Exercise: Restate the material word for word and leave out anything that is a picture.

Extracted data:
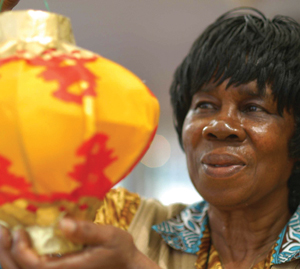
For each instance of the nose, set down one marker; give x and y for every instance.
(225, 129)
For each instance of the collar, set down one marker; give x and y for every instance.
(185, 231)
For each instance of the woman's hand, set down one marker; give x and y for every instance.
(108, 247)
(9, 4)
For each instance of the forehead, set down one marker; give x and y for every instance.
(249, 89)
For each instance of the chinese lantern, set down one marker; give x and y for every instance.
(72, 124)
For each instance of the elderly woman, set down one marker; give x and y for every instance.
(236, 107)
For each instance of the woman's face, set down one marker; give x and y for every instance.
(236, 145)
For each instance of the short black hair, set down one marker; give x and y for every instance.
(243, 45)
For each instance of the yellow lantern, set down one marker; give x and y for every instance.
(72, 123)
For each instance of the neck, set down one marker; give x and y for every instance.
(244, 236)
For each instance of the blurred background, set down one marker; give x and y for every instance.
(150, 38)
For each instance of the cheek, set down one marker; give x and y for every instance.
(191, 134)
(269, 139)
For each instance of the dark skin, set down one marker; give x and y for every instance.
(237, 154)
(108, 247)
(236, 145)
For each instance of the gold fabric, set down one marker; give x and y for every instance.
(118, 208)
(214, 261)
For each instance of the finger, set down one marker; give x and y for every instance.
(6, 259)
(22, 252)
(9, 4)
(86, 232)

Finished exercise:
For each instance of the nose, set down one marker; give x and y for every instance.
(225, 129)
For each instance of the collar, set down one marker; give x and y for every instance.
(185, 231)
For each instance of the woman's hand, set down one marker; give x and y for every instance.
(108, 247)
(9, 4)
For each instance of the forehead, set down one marker; give x and y for every instance.
(249, 89)
For each instance of the chinese lantern, set down one marker; give x and y for every instance.
(72, 124)
For each instance of the elderly woman, set down one marker; give x and y for every instance.
(236, 107)
For each instance of the woman's face, set down one marker; give x and y for every instance.
(236, 145)
For each instance of the short black hair, set down one marker; give x and y for every instance.
(243, 45)
For each instance of the yellow lantern, set down one marker; give x and y for every instance.
(72, 123)
For each instance of the neck, set down one marker; give x and y for every instance.
(244, 236)
For each instance of the blurred background, set down one marker; give x and y for every instance.
(150, 38)
For each instance of the cheek, set down one marker; give x and y for every instance.
(191, 134)
(269, 139)
For each instance of the dark skin, set down one marker; give x and y for every instance.
(237, 154)
(108, 247)
(236, 145)
For each instance of the gold fabric, set down one marker; give x and y for every instance.
(118, 208)
(214, 261)
For each instance of the finger, set down one marker; give x and y for every instance.
(6, 259)
(22, 252)
(9, 4)
(86, 232)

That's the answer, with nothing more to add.